GIVEN PROBLEM -> Please return the stretch of the breakup account from "I still wrote" through "us like that.", copied word for word.

Many synchronicities were happening, she was posting something on social media with photos, I would see that we posted very similar things. It was surreal. It was like this from the beginning by the way, similar songs we would post, similar things we would find funny and post about without even talking to each other.

I still wrote her an email from time to time to tell her I miss her, which is the last thing I should have done as a grown man, which I totally know and I was a pillar to all my friends telling them and advising them in life to be themselves. And then, after one of the emails I sent while I was in Hawaii for a vacation, months after she stopped communicating with me, I just wrote that I am in the most beautiful place on earth, and that I saw a couple that were together 50 years together and that I felt and thought it would be us like that.

After this email, she was sooooo angry, infuriated, she wrote me back after months of silence and no responses to my previous emails, and wrote the most vile email I could imagine. She knew so much about me, I was open with her unlike with anyone else, she knew what I was like, and in that last email she said everything that would hurt me so much. That she is happy with someone else that I should never ever contact her again, that I'm unstable, and many awful things. This completely destroyed me. This woman I love with my soul unlike anyone else, I mean I dream about her, I feel such intense love for her that I am still reeling from it all, that she could hurt me so much and tell me hurtful things just for telling her that I missed her and loved her, utterly destroyed me.

Records of labeled points ->
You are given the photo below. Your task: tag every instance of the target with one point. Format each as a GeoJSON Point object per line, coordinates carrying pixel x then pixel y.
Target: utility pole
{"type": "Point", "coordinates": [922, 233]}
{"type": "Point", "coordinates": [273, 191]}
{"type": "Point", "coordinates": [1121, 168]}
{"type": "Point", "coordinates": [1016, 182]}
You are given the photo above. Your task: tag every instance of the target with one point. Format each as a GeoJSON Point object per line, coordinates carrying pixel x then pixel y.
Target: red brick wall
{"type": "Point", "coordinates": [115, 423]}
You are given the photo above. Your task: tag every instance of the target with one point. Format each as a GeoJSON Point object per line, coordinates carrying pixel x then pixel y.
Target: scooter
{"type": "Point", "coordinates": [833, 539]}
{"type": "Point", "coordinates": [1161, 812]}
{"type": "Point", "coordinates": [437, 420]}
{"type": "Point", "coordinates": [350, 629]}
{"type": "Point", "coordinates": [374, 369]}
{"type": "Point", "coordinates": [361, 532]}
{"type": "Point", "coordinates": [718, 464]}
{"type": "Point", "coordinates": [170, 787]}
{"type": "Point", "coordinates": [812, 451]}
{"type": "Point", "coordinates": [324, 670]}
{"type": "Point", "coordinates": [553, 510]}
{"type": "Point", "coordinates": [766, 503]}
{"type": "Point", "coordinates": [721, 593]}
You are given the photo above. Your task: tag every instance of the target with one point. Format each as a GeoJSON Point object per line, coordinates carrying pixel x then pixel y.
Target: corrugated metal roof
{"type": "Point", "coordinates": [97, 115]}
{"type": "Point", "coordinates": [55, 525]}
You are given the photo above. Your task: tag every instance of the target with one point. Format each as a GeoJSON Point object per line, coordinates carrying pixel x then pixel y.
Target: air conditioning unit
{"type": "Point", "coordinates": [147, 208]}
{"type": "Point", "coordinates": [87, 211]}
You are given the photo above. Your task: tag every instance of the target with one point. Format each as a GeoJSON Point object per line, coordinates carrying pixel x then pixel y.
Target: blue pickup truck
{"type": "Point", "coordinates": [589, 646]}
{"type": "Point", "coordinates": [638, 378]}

RESULT FOR THIS TASK ->
I still wrote her an email from time to time to tell her I miss her, which is the last thing I should have done as a grown man, which I totally know and I was a pillar to all my friends telling them and advising them in life to be themselves. And then, after one of the emails I sent while I was in Hawaii for a vacation, months after she stopped communicating with me, I just wrote that I am in the most beautiful place on earth, and that I saw a couple that were together 50 years together and that I felt and thought it would be us like that.